■ Assigned task ■
Check each line below for the word "with". Then give only how many lines have it.

====== Records to process ======

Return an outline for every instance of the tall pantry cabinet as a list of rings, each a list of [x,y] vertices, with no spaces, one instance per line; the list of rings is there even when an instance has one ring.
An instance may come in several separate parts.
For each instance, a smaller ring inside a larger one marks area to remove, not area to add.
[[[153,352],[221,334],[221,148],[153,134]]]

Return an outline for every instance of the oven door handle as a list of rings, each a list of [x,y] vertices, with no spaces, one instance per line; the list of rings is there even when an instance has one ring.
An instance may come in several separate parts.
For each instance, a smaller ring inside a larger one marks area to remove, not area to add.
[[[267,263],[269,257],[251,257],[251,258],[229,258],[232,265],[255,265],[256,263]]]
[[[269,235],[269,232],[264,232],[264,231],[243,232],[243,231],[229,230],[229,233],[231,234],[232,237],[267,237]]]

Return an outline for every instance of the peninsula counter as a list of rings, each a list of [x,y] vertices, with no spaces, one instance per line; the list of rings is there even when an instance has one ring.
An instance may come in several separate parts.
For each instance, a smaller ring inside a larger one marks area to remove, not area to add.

======

■ Task answer ■
3